▸ **WORK TO BE COMPLETED**
Set down each entry from the block beneath, exactly as written.

▸ **RECORDED DATA**
"""
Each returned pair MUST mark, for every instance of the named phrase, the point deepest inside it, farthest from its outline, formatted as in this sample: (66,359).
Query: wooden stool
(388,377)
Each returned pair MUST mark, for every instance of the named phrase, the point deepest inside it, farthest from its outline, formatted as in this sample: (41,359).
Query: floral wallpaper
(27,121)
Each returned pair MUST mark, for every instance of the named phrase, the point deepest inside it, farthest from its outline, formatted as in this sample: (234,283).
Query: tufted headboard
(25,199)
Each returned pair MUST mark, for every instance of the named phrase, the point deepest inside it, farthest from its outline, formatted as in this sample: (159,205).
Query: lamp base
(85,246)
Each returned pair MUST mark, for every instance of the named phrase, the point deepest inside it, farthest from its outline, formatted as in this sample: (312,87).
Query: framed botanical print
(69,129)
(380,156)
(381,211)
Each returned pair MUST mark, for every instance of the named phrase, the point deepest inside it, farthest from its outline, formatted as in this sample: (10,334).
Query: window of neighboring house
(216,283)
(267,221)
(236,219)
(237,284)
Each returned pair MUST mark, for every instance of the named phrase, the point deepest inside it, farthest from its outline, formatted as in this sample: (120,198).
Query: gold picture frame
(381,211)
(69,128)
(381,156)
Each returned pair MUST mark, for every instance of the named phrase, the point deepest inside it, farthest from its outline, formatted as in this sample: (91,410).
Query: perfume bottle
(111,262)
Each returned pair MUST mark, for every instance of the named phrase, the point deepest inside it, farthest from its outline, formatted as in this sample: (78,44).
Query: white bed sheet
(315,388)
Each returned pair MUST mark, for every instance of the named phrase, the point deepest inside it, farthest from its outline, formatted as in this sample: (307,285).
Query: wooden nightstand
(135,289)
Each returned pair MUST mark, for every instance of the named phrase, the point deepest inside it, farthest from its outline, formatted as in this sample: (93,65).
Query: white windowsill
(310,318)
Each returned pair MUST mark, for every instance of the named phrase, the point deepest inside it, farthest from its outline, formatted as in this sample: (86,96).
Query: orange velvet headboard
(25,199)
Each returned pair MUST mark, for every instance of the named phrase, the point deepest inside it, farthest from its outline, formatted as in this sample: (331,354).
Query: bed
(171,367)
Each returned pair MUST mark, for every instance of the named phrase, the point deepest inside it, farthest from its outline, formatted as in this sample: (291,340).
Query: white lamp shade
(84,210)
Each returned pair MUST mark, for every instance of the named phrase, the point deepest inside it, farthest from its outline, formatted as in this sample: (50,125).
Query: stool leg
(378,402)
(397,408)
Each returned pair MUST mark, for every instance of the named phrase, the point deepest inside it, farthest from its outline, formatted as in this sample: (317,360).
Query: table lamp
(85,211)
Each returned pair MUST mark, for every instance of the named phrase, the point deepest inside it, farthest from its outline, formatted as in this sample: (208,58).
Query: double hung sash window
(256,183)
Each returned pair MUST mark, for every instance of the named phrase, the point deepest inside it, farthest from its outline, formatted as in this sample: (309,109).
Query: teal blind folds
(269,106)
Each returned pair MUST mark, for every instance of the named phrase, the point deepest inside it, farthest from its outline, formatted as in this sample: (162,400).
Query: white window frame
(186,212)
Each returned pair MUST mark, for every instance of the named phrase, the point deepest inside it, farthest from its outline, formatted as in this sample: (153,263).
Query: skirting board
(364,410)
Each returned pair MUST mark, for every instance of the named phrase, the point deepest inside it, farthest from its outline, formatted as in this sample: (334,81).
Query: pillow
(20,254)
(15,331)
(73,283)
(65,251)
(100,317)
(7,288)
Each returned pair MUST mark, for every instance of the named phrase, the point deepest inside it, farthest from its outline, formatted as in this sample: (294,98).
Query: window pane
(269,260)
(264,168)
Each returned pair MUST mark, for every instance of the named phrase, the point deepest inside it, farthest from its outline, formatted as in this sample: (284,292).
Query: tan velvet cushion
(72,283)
"""
▸ **FINAL RESULT**
Each returned pair MUST mark, for every instance of the named phrase, the point deepest inside it, farthest from its outline, formatted as in this sample: (66,359).
Query: wooden stool
(388,377)
Each returned pair MUST mark, for every instance of the named phrase, the point deepest inside it, farthest from its outline, formatted as in this sample: (41,359).
Query: floral wallpaper
(27,121)
Each returned pair MUST mark, for every instance of the named phrase, the point deepest inside it, farthest from its outline, formatted as in this sample: (234,283).
Query: tufted headboard
(25,199)
Each returned pair MUST mark, for every instance of the named phrase, the point deepest inside it, farthest from its outline, formatted as in this sample: (159,205).
Query: lamp base
(85,246)
Each returned pair MUST mark, for every instance of the named phrase, the point deepest inside it, farthest from its outline, formatted as in this sample: (312,87).
Query: framed botanical print
(69,129)
(380,156)
(381,211)
Each returned pair MUST mark, for every instance of the named phrase, the point deepest inside it, farthest from its outline, formatted as in this sample: (10,334).
Query: window of neighboring house
(216,283)
(267,221)
(236,219)
(237,284)
Each returned pair MUST mark, for every instance of the named phrase, the point deepest inside it, farthest from its outline, formatted as in this sample: (120,198).
Query: gold picture frame
(381,211)
(69,128)
(381,156)
Each returned pair MUST mark, for every instance of the named phrase, the point deepest inside it, farthest from its outline, formatted as in this sample: (91,410).
Query: perfume bottle
(111,262)
Each returned pair MUST mark, for every instance of the named phrase, the point deepest inside it, farthest from its outline, formatted as in this sample: (78,44).
Query: white bed sheet
(315,388)
Each returned pair MUST mark, for every instance of the named phrase, the point deepest inside it, farthest from its outline, formatted as in this sample: (307,285).
Query: wooden nightstand
(135,289)
Each returned pair MUST mark, for every instance of the named phrase, the point deepest inside it, farthest from its outline, formatted as in this sample: (93,65).
Query: white windowsill
(310,318)
Each returned pair MUST mark, for every instance of the named phrase, the point deepest inside it, farthest from its outline, formatted as in this sample: (86,96).
Query: orange velvet headboard
(25,199)
Each returned pair MUST mark, for every instance of the named phrase, the point deepest inside it, farthest from its outline, formatted as in this sample: (331,354).
Query: bed
(171,367)
Each returned pair MUST mark, for every instance of the named phrase, the point deepest inside it, farthest from its outline, formatted as in this sample: (291,340).
Query: white lamp shade
(84,210)
Each returned pair MUST mark, for every instance of the named phrase, the point deepest inside it, farthest from its outline, formatted as in this sample: (50,125).
Query: stool leg
(378,402)
(397,408)
Each returned pair MUST mark, for every instance of the named phrase, the point deepest inside it, farthest from its outline, formatted as in this sample: (317,360).
Query: table lamp
(85,211)
Each returned pair MUST mark, for every instance of the named phrase, the point deepest inside it, farthest from its outline, formatted as in this sample: (208,58).
Query: double hung sash window
(256,183)
Each returned pair MUST mark, for every instance of the named phrase, the point deepest inside it, farthest from its outline, formatted as in this sample: (309,109).
Query: teal blind folds
(269,106)
Each returned pair MUST mark, for every instance of the named phrase, the point deepest inside it, farthest from its outline, formatted as in this sample: (162,400).
Query: white window frame
(186,212)
Each returned pair MUST mark, for every instance of the named phrase, the point deepest inside it, farthest from its outline, formatted as in this sample: (153,263).
Query: skirting board
(364,410)
Each returned pair MUST mark, for every instance of the named phrase, the point deepest inside it, farthest from its outline, formatted as in this sample: (334,81).
Query: pillow
(20,254)
(15,331)
(73,283)
(65,251)
(100,317)
(7,288)
Each returned pair MUST mark, for every instance of the named phrase, the point deepest inside it, farthest from its outline, formatted as in this sample: (294,98).
Query: window pane
(269,260)
(264,168)
Each returned pair MUST mark, for every instance of the named phrase, the point deepest inside it, farthest from its outline, formatted as in this sample: (284,292).
Query: tan velvet cushion
(72,283)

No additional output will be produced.